Work request: Your task is to gather the lines below that hold the string "person".

Information supplied:
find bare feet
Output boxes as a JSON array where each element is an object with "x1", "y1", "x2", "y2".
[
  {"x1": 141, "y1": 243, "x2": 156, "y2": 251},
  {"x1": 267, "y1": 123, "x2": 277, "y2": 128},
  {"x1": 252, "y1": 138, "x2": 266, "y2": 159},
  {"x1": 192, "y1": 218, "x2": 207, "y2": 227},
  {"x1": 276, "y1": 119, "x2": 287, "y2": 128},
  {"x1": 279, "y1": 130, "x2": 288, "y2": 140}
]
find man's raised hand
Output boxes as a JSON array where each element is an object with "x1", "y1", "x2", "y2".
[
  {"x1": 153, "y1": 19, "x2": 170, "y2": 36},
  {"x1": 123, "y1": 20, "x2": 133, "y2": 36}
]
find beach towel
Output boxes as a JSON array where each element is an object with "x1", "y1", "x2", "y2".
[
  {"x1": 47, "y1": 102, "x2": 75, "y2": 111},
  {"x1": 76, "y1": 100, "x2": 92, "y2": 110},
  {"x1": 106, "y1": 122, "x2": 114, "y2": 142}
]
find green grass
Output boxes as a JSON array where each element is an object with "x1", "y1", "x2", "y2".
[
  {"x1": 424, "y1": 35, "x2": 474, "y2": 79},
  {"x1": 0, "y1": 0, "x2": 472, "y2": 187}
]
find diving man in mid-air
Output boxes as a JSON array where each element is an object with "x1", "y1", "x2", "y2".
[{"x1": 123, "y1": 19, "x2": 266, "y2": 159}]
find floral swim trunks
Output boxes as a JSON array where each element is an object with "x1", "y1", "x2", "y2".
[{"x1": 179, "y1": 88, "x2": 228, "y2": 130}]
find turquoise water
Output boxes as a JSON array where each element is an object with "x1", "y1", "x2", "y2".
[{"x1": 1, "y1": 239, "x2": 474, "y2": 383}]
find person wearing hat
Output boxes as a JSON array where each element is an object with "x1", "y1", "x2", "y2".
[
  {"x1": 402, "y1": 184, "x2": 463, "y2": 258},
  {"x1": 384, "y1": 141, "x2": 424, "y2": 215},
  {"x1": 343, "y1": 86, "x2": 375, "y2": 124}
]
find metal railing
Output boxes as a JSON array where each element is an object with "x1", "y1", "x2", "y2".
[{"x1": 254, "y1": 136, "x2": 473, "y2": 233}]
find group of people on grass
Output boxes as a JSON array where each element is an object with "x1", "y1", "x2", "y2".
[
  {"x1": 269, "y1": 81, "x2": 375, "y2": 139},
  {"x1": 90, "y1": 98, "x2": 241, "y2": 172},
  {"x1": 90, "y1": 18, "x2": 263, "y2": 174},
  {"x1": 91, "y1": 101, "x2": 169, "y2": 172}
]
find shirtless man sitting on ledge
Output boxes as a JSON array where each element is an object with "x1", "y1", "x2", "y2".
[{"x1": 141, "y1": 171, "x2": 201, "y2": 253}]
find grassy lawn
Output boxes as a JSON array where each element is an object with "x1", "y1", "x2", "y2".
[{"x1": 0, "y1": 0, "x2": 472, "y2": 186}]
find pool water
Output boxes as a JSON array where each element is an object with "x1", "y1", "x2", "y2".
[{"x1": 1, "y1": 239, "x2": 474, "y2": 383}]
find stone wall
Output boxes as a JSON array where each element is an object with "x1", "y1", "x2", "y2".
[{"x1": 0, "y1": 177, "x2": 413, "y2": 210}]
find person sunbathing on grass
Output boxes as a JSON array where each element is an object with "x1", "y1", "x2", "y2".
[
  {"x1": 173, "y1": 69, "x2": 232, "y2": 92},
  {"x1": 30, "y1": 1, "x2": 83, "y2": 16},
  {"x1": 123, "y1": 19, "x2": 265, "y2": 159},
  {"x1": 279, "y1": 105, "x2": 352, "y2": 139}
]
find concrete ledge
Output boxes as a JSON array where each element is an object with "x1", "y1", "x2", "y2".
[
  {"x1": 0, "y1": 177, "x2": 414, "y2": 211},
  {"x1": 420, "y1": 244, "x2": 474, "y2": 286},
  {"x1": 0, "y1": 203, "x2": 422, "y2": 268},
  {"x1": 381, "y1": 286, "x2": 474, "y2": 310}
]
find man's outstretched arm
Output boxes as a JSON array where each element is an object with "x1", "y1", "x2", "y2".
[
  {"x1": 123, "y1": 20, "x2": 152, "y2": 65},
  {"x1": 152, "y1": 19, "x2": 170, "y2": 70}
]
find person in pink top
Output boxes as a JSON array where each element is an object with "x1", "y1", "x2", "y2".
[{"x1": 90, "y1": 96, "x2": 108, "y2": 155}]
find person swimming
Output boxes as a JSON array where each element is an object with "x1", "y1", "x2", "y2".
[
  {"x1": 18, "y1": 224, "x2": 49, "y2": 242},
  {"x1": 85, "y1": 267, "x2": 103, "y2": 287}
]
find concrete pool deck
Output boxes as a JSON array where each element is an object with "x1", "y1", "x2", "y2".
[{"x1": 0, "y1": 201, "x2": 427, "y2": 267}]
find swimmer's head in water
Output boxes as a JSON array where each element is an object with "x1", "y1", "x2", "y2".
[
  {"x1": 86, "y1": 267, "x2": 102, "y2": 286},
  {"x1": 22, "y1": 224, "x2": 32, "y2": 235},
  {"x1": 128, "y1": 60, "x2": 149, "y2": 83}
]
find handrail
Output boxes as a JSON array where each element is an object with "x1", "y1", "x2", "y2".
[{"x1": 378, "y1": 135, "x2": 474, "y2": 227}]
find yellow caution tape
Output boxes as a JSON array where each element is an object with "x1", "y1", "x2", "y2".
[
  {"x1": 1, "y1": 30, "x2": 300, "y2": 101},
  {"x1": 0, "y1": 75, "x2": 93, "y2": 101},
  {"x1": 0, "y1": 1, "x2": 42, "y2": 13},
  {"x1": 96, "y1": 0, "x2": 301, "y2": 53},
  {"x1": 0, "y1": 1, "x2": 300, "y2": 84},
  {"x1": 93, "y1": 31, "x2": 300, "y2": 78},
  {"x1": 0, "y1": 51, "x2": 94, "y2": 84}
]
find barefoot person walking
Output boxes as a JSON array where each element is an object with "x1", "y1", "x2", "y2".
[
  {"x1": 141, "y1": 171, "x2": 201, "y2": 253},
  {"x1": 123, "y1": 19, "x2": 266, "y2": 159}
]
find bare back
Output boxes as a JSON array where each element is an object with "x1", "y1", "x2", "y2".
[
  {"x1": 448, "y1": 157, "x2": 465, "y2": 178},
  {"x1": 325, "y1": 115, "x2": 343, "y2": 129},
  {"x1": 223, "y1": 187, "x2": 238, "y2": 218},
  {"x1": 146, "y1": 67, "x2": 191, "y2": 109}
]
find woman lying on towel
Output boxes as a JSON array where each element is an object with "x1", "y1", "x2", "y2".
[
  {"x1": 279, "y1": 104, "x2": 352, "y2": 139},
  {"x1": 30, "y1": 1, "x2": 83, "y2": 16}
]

---

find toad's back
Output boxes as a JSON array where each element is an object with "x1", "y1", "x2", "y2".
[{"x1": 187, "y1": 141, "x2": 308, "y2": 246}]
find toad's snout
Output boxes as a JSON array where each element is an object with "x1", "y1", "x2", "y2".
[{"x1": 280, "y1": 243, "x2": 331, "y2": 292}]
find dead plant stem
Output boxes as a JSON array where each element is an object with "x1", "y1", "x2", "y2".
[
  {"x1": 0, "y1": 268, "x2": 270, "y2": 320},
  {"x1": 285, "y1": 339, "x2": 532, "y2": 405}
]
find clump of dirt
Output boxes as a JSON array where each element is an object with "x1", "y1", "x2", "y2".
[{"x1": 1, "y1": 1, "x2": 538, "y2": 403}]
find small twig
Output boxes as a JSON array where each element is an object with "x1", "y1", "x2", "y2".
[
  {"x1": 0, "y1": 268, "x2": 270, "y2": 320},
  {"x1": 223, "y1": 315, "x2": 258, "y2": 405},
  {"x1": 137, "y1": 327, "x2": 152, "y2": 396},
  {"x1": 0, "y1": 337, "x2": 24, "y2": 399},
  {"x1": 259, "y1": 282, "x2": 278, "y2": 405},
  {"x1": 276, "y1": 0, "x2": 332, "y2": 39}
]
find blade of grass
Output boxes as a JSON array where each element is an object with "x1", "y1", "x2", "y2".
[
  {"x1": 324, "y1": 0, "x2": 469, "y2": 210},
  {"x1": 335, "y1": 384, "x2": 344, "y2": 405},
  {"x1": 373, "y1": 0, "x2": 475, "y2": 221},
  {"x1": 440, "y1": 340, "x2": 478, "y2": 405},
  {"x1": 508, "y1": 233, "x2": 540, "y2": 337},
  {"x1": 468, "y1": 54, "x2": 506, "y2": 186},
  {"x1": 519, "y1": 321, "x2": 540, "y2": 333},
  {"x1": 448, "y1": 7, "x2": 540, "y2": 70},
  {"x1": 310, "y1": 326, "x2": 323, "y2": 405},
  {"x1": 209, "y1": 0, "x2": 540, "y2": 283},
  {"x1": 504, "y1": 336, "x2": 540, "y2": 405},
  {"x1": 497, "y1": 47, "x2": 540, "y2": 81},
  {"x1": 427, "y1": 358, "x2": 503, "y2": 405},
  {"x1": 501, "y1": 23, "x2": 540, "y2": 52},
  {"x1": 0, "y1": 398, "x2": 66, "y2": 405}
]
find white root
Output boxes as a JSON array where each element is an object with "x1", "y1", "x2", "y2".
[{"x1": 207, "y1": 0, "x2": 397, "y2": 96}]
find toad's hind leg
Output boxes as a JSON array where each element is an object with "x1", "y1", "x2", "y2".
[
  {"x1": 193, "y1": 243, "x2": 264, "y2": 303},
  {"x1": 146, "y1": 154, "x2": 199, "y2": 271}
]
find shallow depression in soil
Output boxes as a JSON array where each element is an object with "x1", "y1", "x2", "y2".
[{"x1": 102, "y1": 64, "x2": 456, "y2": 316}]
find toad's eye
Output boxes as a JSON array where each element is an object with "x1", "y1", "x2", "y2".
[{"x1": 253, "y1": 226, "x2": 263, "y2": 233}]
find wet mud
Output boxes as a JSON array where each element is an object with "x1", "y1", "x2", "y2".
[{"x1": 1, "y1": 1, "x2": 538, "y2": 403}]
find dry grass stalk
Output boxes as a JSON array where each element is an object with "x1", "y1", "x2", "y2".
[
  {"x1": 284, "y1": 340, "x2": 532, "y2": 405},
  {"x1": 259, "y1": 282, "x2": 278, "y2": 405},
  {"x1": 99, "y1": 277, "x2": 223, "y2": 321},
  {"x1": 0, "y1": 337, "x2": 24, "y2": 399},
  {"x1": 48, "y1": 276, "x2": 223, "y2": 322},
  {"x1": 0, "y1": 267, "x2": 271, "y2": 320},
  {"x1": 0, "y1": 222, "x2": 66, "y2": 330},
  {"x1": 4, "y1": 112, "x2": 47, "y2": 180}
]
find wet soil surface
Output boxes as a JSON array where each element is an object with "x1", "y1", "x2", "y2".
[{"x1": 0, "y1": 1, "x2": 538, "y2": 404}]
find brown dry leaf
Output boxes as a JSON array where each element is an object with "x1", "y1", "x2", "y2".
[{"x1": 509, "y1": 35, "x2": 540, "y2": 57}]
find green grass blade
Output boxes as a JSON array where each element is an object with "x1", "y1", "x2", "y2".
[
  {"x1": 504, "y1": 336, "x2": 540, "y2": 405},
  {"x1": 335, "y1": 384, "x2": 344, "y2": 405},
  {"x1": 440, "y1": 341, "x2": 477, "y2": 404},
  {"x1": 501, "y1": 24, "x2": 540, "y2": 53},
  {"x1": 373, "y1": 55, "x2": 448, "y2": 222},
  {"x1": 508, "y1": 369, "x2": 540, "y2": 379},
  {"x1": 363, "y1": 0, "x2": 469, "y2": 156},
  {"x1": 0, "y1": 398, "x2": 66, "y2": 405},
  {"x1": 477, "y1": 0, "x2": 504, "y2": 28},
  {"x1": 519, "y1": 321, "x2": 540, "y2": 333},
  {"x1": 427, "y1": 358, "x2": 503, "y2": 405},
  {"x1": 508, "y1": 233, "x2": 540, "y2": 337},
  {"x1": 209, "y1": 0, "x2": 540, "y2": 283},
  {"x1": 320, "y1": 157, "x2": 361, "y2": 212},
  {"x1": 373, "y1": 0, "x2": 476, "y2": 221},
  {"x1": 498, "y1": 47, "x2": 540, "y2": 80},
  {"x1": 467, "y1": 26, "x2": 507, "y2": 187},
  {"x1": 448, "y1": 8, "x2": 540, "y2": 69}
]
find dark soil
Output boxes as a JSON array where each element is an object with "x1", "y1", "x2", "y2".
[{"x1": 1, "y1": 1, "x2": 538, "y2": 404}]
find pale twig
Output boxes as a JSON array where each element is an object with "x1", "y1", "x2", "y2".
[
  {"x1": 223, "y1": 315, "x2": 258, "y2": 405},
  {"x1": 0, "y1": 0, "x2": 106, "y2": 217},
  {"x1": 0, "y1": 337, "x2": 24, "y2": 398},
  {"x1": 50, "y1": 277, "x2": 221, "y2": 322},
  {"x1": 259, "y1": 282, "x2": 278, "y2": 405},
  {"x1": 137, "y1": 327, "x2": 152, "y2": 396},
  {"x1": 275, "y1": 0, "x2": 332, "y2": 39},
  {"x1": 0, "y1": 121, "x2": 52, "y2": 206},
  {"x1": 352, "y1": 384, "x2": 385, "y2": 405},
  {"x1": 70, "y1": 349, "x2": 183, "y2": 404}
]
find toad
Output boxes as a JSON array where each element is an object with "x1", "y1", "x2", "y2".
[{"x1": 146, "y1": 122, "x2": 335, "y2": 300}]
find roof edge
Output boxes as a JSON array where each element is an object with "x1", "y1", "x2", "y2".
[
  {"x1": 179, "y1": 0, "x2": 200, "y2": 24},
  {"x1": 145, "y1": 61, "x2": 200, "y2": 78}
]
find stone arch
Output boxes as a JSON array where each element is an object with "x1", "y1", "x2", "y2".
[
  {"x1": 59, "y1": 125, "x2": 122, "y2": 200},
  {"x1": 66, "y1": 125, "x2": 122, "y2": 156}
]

Reply:
find person wearing hat
find person sunbathing on grass
find person in pink top
find person swimming
find barefoot person walking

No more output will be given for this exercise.